-- Source material follows --

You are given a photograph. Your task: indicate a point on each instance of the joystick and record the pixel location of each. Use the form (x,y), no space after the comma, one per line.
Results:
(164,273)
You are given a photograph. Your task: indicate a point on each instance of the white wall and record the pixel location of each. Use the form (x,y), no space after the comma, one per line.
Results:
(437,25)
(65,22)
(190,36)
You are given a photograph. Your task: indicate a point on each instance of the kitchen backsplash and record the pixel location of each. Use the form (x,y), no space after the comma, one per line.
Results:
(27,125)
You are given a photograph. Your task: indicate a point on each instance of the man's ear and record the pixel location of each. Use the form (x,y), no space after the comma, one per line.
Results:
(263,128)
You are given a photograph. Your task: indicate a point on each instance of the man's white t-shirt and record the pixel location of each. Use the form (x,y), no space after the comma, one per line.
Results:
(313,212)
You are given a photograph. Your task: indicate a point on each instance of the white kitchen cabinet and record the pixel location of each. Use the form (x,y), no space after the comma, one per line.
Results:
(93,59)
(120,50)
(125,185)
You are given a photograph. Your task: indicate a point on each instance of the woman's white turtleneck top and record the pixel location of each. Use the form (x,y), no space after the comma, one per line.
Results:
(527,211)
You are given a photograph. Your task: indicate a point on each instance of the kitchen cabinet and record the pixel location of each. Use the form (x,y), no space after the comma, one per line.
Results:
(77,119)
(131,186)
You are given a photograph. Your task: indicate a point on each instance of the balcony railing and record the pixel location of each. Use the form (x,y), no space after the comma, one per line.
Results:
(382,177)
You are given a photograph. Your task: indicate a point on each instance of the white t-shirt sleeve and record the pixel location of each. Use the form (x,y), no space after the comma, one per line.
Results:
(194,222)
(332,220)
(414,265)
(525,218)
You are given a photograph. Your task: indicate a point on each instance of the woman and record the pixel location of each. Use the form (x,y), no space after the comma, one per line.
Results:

-- Source material concluded --

Exercise brief:
Search the records for the word "kitchen". Copy each line where it appears.

Response to this task:
You are given a photograph. Your task: indicate a point on each instance of the kitchen backsplash and record the pixel location of each. Use the form (x,y), no space after the comma, one per line.
You are given a photograph. Your task: indicate a point on each instance of the white kitchen cabinet and record the pixel location of each. Use the form (x,y), no space after the comma, one per line.
You are given a photograph. Your task: indicate a point on each instance of the kitchen cabinet and record the pixel location of each. Use the form (x,y), no space after the comma, one per line.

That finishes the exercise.